- _Provided data_

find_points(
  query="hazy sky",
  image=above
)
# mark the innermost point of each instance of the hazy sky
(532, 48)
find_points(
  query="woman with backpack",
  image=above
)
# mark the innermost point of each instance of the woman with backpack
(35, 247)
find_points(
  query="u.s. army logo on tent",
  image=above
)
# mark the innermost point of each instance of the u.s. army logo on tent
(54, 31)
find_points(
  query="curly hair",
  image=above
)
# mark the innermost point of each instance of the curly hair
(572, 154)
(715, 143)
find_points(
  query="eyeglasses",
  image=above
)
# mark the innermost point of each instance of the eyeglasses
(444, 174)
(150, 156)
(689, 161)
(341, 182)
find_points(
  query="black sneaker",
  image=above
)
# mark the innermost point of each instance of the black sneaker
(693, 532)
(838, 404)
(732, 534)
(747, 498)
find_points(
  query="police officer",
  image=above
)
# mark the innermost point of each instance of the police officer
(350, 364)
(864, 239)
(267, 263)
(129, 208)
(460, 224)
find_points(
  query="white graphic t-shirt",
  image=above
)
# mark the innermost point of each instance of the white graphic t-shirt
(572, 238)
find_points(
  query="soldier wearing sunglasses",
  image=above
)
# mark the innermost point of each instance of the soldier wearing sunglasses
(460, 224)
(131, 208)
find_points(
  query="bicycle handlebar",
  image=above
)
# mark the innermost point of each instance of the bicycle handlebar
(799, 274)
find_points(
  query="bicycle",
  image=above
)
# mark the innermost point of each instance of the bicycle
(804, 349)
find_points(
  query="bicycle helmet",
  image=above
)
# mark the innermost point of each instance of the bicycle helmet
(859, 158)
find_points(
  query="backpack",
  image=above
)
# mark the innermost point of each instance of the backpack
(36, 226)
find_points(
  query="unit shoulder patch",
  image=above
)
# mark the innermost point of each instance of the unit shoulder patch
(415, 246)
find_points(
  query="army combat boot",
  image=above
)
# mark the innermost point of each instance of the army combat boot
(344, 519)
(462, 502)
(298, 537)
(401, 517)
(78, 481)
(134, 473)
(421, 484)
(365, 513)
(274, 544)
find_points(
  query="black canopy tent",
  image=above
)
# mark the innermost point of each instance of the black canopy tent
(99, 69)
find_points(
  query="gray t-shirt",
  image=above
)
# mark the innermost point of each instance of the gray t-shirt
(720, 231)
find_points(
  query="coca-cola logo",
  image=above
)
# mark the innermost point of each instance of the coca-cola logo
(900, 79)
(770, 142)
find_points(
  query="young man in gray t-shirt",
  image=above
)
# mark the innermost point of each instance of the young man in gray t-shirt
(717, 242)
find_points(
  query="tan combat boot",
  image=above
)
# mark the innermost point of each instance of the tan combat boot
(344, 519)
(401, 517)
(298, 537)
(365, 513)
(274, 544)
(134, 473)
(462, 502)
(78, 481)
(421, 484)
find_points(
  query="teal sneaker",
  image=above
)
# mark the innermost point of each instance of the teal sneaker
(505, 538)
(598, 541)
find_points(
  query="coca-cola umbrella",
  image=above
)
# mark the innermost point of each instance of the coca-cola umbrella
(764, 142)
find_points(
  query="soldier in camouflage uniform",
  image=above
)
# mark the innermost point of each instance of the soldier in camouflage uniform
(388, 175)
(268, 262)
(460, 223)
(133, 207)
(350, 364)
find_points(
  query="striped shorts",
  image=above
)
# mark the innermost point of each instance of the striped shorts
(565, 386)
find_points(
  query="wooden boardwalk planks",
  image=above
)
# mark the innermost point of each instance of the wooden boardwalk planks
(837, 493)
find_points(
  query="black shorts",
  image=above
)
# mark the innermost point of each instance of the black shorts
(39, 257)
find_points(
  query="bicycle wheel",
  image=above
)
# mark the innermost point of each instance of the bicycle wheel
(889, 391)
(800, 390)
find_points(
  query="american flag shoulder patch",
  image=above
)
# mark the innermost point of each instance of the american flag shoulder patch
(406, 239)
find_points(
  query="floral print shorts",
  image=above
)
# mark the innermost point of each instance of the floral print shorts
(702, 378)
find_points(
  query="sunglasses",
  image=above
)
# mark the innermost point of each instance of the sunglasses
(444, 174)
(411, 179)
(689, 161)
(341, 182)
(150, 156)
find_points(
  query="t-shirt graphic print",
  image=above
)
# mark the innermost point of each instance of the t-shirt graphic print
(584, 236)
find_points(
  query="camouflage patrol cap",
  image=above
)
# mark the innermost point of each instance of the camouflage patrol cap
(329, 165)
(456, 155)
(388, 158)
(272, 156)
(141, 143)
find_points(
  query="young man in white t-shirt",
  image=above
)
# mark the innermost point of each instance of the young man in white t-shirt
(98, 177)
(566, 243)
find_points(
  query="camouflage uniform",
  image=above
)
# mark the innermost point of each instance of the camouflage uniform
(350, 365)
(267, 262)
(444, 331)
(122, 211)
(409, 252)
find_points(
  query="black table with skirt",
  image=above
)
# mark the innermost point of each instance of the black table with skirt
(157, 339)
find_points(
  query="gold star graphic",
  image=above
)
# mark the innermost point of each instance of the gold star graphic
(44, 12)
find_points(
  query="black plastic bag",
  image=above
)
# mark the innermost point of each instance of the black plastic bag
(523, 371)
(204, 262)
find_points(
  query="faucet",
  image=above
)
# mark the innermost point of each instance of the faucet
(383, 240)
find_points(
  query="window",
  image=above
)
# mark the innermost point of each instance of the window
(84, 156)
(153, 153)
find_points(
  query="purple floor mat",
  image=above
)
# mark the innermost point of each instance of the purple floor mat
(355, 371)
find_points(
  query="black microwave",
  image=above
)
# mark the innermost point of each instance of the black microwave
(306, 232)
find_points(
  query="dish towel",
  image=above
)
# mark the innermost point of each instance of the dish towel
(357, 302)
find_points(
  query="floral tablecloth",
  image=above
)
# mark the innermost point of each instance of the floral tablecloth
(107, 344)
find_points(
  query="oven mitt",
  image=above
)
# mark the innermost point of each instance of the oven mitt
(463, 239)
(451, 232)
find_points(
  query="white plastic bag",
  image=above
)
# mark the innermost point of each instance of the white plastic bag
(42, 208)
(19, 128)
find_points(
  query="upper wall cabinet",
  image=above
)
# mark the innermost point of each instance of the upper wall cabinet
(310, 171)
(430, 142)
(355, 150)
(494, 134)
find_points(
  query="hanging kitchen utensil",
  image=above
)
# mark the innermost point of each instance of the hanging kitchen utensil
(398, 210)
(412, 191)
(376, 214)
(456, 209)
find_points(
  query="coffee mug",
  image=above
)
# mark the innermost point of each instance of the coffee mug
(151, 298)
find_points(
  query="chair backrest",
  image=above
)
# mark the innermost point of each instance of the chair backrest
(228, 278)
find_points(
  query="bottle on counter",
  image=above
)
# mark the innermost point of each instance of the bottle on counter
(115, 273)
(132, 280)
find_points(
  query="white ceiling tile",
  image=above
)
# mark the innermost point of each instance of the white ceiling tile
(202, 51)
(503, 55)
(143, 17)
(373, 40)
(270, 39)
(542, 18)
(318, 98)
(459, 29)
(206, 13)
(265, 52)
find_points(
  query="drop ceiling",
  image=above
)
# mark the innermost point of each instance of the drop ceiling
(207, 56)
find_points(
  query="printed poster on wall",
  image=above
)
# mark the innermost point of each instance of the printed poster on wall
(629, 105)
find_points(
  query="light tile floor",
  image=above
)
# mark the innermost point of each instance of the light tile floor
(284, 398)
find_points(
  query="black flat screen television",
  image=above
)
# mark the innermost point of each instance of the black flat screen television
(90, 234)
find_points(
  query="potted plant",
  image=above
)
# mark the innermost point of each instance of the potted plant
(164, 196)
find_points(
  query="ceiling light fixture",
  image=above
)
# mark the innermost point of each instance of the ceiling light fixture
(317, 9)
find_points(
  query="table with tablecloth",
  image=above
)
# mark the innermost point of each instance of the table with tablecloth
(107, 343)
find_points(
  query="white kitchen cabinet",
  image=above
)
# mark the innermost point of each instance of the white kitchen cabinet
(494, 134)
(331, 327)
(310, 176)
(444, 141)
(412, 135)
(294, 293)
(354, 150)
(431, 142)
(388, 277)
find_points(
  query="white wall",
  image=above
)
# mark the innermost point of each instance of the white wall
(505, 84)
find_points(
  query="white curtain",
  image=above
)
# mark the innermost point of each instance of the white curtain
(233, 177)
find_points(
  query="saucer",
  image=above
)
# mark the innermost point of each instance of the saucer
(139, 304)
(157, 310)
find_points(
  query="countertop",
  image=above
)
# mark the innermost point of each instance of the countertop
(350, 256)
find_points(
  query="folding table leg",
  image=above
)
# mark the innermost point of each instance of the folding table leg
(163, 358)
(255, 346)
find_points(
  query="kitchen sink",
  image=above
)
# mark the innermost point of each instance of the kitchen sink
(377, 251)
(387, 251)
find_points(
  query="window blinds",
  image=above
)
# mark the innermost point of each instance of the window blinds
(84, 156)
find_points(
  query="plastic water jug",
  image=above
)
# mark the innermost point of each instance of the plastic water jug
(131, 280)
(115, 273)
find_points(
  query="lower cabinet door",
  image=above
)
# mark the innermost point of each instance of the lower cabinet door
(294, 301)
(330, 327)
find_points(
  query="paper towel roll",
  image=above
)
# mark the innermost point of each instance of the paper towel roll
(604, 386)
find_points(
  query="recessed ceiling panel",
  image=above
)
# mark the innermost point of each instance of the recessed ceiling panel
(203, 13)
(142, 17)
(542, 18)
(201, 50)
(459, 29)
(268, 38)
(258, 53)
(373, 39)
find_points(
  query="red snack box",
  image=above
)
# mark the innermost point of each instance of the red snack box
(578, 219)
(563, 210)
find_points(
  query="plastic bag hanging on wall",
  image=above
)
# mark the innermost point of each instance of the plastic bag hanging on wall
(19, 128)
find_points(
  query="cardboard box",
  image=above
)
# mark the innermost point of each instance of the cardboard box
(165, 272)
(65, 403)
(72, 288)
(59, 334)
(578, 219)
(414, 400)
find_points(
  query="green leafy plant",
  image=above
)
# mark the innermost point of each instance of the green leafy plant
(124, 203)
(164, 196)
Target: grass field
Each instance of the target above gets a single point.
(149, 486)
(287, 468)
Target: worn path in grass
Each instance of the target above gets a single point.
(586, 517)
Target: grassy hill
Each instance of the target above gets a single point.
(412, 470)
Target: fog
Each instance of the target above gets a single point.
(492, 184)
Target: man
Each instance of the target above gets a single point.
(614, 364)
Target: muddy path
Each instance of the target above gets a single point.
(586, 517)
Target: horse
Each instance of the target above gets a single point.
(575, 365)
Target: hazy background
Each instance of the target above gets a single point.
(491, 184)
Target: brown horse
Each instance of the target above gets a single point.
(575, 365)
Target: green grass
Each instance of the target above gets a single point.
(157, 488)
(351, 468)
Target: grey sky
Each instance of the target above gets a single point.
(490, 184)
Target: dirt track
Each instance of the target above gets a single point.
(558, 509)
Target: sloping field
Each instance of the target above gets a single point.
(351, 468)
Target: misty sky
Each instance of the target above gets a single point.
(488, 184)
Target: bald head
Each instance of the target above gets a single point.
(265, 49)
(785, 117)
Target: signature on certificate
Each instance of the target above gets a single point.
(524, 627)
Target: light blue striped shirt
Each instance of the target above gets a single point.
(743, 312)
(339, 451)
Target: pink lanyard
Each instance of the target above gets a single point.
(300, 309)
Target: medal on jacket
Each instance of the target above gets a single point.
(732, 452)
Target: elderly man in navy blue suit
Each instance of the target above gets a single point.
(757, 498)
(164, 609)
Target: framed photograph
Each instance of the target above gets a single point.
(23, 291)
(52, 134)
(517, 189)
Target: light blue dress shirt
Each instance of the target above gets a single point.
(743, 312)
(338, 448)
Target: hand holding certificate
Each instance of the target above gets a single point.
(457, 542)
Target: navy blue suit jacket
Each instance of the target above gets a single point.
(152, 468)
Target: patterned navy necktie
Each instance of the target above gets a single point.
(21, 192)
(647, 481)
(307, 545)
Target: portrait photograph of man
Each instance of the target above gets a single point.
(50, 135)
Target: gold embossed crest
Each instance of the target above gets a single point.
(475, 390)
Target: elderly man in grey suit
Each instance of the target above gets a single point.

- _Objective_
Set down, unchanged, the lines beginning with the one that contains "Target: elderly man in grey suit" and continuing through the end of the items.

- _Exercise response_
Target: elderly man in grey suit
Each instance of the target above gets a single point.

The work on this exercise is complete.